Culture

Studio KO: Yves Saint Laurent Museum Marrakech

In fashion, there are designers’ designers. In architecture, there are architects’ architects – those people whose names hardly sound familiar to the general public, but whom the industry follows closely. Studio KO – the abbreviation stands for the first letters of first names of its partners, Karl Fournier and Olivier Marty – is one of those. They seem to prefer it that way. You’ll hardly know their commercial projects, such as the Chiltern Firehouse hotel in London or the the Balmain boutiques in New York and Los Angeles, even though you’ve probably been in some of them. Their 2017 Rizzoli monograph contained only one public work, perhaps their most ambitious public project, The Yves Saint Laurent Museum in Marrakech.

### WORK TO DO
[A] From the Studio KO passage, return the text from "In fashion, there" up to and including "Museum in Marrakech.".
[B] Translate this sentence from the Studio KO passage into French: "Their 2017 Rizzoli monograph contained only one public work, perhaps their most ambitious public project, The Yves Saint Laurent Museum in Marrakech."
[C] Based on the Studio KO passage, decide whether each statement agrees with it. Answer yes or no for each, and quote the words that decide it.
(i) The name Studio KO is made from the first letters of the partners' first names.
(ii) The Chiltern Firehouse hotel is in New York.
(iii) The 2017 Rizzoli monograph included several public works.

### DATASET CONTENT
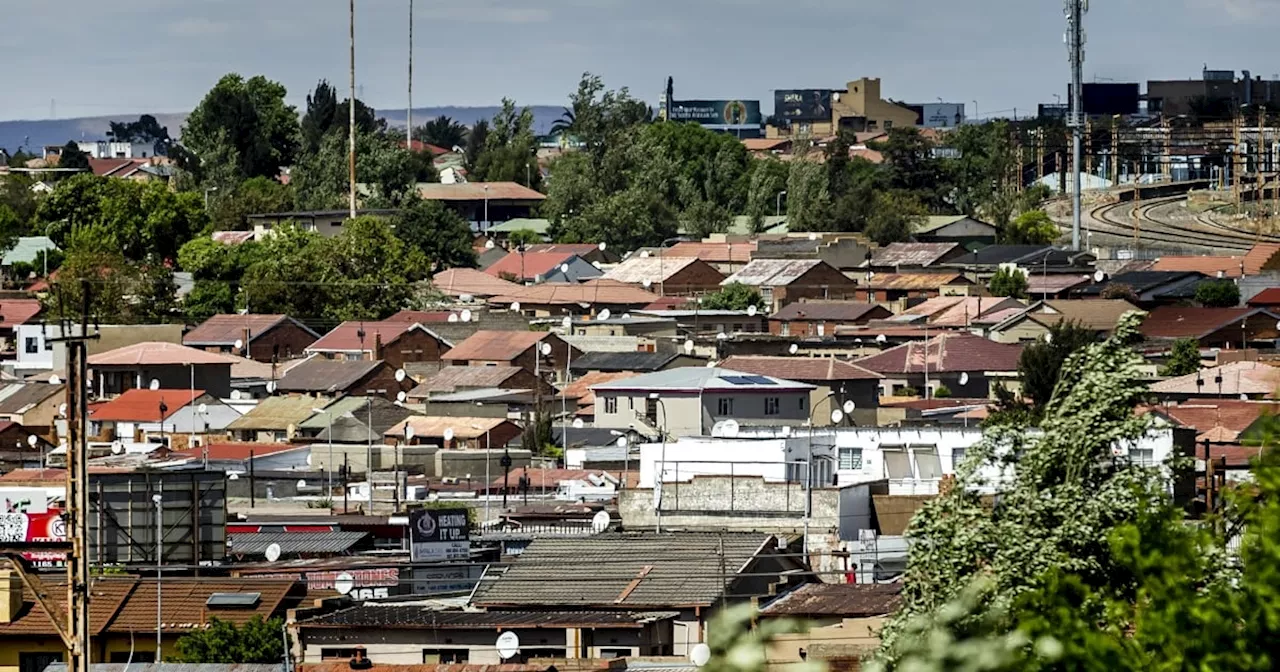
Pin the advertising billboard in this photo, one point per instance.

### IN RESPONSE
[A]
In fashion, there are designers’ designers. In architecture, there are architects’ architects – those people whose names hardly sound familiar to the general public, but whom the industry follows closely. Studio KO – the abbreviation stands for the first letters of first names of its partners, Karl Fournier and Olivier Marty – is one of those. They seem to prefer it that way. You’ll hardly know their commercial projects, such as the Chiltern Firehouse hotel in London or the the Balmain boutiques in New York and Los Angeles, even though you’ve probably been in some of them. Their 2017 Rizzoli monograph contained only one public work, perhaps their most ambitious public project, The Yves Saint Laurent Museum in Marrakech.

[B] Leur monographie de 2017 publiée chez Rizzoli ne contenait qu'une seule œuvre publique, peut-être leur projet public le plus ambitieux, le musée Yves Saint Laurent de Marrakech.

[C]
(i) Yes: "the abbreviation stands for the first letters of first names of its partners, Karl Fournier and Olivier Marty"
(ii) No: "the Chiltern Firehouse hotel in London"
(iii) No: "Their 2017 Rizzoli monograph contained only one public work"